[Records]
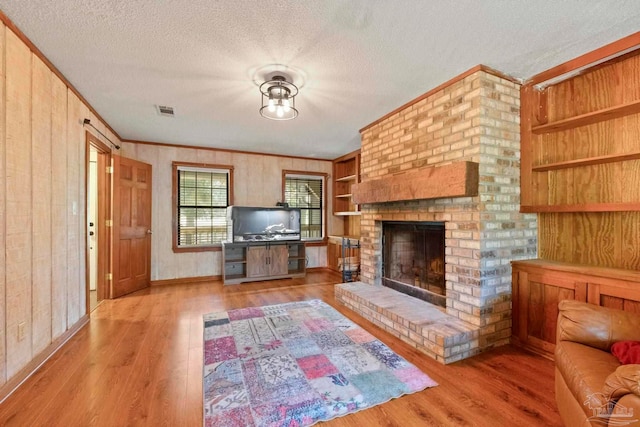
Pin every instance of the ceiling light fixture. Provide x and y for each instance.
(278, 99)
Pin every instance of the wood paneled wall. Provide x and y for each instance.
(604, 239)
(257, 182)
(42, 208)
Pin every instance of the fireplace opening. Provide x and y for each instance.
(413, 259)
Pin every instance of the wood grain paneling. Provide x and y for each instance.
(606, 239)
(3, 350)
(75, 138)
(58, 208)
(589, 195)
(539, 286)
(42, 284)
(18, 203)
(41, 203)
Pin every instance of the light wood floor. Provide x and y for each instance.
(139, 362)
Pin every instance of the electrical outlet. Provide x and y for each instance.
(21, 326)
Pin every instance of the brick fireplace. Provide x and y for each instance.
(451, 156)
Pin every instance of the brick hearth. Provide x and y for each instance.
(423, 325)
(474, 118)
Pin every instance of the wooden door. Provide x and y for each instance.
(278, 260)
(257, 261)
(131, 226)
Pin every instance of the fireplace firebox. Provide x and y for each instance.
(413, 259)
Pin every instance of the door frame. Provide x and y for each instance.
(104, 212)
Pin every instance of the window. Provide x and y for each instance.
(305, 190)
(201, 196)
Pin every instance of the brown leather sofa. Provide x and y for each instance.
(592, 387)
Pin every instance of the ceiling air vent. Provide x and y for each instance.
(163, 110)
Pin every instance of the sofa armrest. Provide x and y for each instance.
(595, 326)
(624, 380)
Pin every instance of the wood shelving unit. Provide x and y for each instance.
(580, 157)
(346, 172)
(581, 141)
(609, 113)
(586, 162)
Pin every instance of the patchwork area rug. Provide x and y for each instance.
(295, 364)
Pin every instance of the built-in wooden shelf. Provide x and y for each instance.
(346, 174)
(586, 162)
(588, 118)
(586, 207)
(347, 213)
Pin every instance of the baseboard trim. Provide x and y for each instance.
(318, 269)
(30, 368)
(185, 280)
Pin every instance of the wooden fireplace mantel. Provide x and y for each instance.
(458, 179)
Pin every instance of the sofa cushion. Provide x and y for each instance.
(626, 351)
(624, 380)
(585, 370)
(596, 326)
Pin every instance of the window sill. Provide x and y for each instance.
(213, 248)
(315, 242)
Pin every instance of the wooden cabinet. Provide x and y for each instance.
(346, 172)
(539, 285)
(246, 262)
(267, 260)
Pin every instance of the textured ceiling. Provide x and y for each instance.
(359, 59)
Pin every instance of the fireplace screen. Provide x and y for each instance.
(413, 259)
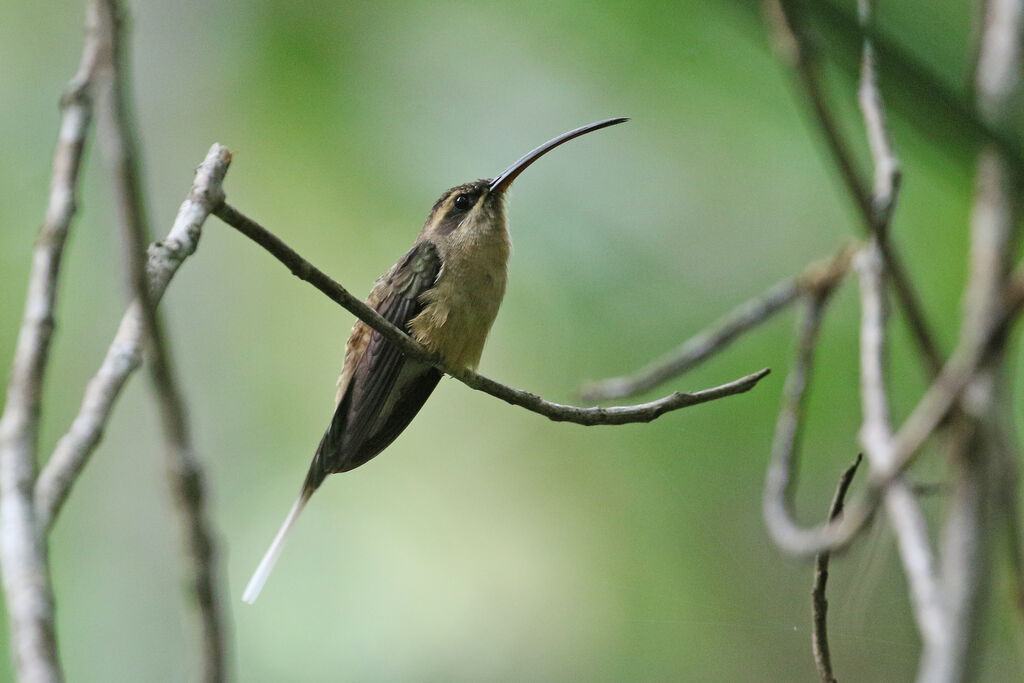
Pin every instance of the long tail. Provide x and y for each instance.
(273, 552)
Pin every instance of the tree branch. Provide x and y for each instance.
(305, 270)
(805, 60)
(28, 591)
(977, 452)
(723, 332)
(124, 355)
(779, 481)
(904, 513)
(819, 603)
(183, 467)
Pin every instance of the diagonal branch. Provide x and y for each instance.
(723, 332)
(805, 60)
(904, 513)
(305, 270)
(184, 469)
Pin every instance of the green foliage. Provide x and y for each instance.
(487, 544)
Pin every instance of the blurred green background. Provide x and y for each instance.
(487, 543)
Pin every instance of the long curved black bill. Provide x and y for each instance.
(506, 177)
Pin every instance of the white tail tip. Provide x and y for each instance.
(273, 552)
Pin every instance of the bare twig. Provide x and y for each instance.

- [Directions for this task]: Copy every line of the records above, starting with the line containing "Pin every instance of the white" and going through the end of the records, requests included. Add 103 to each x and y coordinate in the answers.

- [Task solution]:
Pin every instance of the white tail tip. Provide x and y for each instance.
(376, 655)
Pin every instance of the bare twig. Provide x and y for each instance.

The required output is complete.